Saturday, July 26, 2014

Weekend Review July 25th, 2014

Market Wizard Wisdom
I often write about being in cadence with the market and attempting as best as possible to trade when my time frame is in sync with the market.  Unfortunately my discipline often wanes even when all the data I follow indicates it's time to: slow down, be more selective, increase patience, or even get out of the market all together because I'm not in tune or the market is in a difficult period from my trading style.  I've become increasingly aware that these are the times to isolate myself, turn down the noise and influence, and perhaps just out right step away for a day or two.

I've also written about being a fact based trader and insisting that my trading record be the ultimate determinant of whether this (in sync or not) is true or not because it is the only factual information I have.  Much else is merely my belief about the market as I perceive it and the tools I use to hone in on periods where I can exploit my edge to maximum effectiveness.  However, even when all indications suggest it's go time, there's no unwritten rule that I have to be successful during this time and make money, just as when my indicators say lay off the gas there's no fast rule that the market should reverse.

• DIRECTIONS:
1. Answer these questions about the weekend review on trading discipline.
(a) What does the writer insist should be the ultimate determinant of whether they are in sync with the market?
(b) What heading appears above the first paragraph?
(c) When the writer is not in tune with the market, what has the writer become increasingly aware those times are for?
2. Repeat word for word the part of the weekend review on trading discipline that runs from "Market Wizard Wisdom" to "day or two.".
3. Write what comes next in the weekend review on trading discipline, starting after its final sentence.

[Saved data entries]

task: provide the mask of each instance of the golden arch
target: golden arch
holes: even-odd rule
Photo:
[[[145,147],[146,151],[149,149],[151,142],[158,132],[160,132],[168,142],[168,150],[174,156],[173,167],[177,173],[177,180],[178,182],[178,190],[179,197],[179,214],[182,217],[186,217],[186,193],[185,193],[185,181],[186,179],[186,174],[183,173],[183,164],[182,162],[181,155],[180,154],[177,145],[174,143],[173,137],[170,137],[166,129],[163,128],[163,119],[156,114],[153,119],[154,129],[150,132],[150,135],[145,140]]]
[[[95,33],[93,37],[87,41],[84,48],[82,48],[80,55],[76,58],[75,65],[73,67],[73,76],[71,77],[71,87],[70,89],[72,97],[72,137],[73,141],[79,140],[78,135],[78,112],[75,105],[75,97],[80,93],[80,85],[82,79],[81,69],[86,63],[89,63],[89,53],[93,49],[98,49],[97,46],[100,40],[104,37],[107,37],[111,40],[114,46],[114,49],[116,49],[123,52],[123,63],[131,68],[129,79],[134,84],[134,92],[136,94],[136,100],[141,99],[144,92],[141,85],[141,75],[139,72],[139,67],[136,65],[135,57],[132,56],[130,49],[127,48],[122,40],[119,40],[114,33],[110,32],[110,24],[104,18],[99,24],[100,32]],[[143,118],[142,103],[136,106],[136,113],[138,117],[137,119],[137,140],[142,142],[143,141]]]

• RESPONSES:
1.
(a) The writer's trading record.
(b) Market Wizard Wisdom.
(c) Isolating themselves, turning down the noise and influence, and perhaps stepping away for a day or two.

2.
Market Wizard Wisdom
I often write about being in cadence with the market and attempting as best as possible to trade when my time frame is in sync with the market.  Unfortunately my discipline often wanes even when all the data I follow indicates it's time to: slow down, be more selective, increase patience, or even get out of the market all together because I'm not in tune or the market is in a difficult period from my trading style.  I've become increasingly aware that these are the times to isolate myself, turn down the noise and influence, and perhaps just out right step away for a day or two.

3.
I consider my vehicle selection to have vastly improved, but the window of opportunity I was expecting this week and attempted to take advantage of shut exceptionally quickly.  The trades I took lacked follow through and traction.  I intentionally undersized my positions to deal with a potentially chop and slop environment, but perhaps it would have been better to have stepped aside as the bigger picture seems to be having a larger influence on my time frame than I anticipated.

So, when trades are now working and I consider my selection fairly solid, and my trades are not making money, I must defer to the market itself as being unhealthy.  In commentary this week, Zortrades post In Case You Are Struggling This Month is well worth a read as he breaks down multiple data sources that inform what stocks are actually doing and not merely what we think we see they are doing.  There are times when the maxim "Trade what you see," is useful and there are times to realize that what we see has often put an innocent man in a line up behind bars for life.  We must be aware of the deception of our senses.  Merely because we see most indexes churning up to new highs doesn't mean the body of stocks underneath are behaving in a healthy manner.

Going into next week I continue to see signs of caution on my time frame and will stick to a primary cash strategy and avoid long positions until things clear up.  If anything I'm actively looking for an opportunity to go short index ETFs because there are increasing signs that the market is vacillating in a manner that suggest it is waning here and losing steam.  One sign I am looking at is the number of stocks in my universe that are breaking down has been increasing in July suggesting slow distribution.

Break Out/Break Down

There is also some vacillation on higher time frame breadth readings I follow.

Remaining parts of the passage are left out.